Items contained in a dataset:
* Start *
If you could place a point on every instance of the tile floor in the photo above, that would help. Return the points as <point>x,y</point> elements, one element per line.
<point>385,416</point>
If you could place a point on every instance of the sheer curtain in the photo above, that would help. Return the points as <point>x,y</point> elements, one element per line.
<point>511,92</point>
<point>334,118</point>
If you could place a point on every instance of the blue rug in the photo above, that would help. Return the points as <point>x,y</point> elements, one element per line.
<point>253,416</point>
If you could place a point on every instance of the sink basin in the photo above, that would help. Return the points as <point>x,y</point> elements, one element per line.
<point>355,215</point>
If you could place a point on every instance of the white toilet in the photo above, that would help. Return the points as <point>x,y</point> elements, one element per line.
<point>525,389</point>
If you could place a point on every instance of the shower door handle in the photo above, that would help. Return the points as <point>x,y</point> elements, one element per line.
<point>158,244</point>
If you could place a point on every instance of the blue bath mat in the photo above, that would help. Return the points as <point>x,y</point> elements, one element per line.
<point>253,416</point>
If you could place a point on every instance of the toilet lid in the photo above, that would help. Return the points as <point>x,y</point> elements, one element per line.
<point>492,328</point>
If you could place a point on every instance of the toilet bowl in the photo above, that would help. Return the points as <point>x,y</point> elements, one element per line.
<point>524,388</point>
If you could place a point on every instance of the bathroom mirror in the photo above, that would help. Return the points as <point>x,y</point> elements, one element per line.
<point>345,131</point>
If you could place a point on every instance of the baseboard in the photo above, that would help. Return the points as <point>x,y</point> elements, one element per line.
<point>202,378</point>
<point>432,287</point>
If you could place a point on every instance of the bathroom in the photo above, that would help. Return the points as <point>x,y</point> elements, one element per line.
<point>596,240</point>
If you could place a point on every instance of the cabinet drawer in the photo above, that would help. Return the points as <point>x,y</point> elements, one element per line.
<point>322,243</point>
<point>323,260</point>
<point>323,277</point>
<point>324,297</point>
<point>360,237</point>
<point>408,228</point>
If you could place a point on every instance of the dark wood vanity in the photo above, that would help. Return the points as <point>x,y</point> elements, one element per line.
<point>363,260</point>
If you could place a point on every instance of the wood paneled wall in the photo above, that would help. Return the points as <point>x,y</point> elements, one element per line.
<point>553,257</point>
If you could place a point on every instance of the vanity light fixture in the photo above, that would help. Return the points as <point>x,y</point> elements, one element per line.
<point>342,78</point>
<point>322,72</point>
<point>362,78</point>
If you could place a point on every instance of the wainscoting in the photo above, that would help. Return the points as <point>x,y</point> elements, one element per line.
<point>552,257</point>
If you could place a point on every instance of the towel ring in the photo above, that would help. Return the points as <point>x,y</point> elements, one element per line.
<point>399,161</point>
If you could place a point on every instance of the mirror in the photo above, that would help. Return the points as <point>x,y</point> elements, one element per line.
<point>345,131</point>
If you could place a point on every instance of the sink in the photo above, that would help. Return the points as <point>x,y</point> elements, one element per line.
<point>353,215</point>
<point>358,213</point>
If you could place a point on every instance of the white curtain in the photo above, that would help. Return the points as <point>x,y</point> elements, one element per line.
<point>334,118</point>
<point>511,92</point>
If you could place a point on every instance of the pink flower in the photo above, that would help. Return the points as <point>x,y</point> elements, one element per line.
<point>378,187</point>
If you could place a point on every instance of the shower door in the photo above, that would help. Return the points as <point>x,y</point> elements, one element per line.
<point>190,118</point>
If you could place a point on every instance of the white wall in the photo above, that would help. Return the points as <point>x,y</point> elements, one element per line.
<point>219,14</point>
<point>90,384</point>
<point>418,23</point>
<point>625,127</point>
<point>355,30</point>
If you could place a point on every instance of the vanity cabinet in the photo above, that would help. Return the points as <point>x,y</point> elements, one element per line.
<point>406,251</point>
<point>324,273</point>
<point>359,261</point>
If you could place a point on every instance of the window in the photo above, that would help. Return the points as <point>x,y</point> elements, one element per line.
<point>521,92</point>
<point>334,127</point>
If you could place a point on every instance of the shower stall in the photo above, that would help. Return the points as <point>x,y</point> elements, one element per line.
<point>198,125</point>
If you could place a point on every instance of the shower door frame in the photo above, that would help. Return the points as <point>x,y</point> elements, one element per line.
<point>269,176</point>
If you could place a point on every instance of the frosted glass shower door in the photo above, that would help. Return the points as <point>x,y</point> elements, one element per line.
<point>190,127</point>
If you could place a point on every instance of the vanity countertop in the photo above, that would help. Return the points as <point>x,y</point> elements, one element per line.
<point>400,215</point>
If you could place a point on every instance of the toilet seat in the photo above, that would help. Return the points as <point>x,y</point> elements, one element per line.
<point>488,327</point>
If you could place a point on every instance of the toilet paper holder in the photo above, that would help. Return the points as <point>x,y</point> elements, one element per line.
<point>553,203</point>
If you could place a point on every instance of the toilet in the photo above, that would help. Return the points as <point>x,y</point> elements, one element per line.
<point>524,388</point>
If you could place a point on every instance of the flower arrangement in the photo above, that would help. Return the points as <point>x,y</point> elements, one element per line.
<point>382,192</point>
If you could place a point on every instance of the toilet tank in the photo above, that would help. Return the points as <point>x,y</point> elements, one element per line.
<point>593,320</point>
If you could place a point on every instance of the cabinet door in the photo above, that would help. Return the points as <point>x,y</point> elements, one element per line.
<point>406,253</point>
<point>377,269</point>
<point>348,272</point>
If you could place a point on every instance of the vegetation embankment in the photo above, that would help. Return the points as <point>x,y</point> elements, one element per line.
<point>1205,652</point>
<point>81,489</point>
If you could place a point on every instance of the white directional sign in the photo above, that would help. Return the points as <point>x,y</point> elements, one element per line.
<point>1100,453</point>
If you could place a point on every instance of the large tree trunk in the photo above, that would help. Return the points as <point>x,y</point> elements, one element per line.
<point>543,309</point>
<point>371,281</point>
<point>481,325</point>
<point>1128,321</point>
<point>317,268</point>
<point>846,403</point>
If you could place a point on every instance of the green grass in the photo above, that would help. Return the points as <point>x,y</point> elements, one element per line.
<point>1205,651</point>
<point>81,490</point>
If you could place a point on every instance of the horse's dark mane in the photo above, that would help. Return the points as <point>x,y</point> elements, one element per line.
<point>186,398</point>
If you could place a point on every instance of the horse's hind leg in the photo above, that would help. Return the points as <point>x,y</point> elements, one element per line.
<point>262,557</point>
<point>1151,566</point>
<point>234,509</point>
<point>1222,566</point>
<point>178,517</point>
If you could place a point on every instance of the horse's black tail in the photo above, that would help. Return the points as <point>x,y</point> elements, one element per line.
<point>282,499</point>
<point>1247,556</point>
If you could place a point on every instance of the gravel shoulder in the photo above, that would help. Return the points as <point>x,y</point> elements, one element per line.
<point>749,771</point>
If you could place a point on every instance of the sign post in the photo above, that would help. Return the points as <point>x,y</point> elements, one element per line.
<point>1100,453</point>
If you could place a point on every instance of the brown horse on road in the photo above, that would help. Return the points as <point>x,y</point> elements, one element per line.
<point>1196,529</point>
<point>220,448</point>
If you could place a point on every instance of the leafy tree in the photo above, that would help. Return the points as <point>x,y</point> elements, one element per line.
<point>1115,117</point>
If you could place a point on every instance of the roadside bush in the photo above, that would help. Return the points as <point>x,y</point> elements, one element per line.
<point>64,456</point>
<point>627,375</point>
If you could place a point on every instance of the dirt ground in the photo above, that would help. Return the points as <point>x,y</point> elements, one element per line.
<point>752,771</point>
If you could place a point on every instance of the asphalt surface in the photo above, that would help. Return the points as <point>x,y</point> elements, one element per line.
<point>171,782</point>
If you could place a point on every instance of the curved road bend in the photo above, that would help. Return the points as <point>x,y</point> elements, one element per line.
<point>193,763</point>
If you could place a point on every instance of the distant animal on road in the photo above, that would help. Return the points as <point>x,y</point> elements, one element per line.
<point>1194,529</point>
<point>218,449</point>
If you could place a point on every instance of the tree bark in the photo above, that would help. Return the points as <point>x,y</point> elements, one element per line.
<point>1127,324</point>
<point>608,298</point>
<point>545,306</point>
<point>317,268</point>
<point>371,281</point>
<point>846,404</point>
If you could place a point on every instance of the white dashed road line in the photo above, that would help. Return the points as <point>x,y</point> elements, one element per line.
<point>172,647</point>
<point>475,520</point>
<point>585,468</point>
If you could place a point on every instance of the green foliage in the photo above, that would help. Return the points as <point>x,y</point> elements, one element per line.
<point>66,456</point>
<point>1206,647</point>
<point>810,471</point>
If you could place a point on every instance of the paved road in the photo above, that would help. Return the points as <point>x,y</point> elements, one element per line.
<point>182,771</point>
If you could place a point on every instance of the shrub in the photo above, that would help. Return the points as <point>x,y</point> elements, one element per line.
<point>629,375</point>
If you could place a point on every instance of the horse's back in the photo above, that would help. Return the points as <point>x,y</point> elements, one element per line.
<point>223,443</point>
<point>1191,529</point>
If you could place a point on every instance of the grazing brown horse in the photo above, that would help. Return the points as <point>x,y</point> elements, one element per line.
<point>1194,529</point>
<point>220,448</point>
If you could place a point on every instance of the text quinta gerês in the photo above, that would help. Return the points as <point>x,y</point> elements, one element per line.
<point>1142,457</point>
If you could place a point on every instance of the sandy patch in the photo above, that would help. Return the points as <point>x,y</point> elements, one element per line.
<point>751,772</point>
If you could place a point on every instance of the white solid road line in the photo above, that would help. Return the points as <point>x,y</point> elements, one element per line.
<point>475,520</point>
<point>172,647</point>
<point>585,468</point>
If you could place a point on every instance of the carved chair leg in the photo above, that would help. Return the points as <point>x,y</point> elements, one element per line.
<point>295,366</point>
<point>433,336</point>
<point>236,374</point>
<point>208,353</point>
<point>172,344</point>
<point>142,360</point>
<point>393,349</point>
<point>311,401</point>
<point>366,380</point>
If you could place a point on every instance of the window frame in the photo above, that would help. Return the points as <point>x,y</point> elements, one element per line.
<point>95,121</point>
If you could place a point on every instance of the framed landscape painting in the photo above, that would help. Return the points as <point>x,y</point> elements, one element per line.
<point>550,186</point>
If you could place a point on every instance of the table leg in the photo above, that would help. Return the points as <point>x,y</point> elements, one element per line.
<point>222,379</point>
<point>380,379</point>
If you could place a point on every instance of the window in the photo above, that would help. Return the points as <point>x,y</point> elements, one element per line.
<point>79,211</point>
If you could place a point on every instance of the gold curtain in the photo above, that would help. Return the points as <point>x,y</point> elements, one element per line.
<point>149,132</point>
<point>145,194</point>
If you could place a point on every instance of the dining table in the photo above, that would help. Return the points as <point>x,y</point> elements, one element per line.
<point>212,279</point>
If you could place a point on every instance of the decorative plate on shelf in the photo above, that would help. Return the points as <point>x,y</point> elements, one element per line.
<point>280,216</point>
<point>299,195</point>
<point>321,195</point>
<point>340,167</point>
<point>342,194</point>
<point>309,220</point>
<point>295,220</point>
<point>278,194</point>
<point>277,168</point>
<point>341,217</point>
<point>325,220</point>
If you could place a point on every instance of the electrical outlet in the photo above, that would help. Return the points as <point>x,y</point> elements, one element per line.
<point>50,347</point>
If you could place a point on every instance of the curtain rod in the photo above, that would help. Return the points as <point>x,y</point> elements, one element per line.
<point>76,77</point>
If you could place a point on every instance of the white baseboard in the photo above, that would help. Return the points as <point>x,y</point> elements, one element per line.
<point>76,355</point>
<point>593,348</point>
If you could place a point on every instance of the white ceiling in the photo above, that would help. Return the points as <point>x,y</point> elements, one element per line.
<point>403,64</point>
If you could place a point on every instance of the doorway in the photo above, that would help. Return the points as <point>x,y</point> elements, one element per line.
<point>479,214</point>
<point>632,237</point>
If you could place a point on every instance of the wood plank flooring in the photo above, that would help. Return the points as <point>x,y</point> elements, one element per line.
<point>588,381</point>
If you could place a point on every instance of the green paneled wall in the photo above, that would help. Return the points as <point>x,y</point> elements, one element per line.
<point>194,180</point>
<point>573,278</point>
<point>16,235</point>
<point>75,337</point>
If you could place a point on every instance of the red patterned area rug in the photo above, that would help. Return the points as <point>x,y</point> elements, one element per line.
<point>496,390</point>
* End *
Written exercise:
Begin at the line that has "the wood paneled" and stop after the line that has "<point>553,257</point>". Give back only those lines with "wall" swapped for "surface" and everything else unchanged.

Correct response:
If you could place a point on every instance of the wood paneled surface in the photo above, that would help. Return the points as <point>x,y</point> elements, one element per line.
<point>553,257</point>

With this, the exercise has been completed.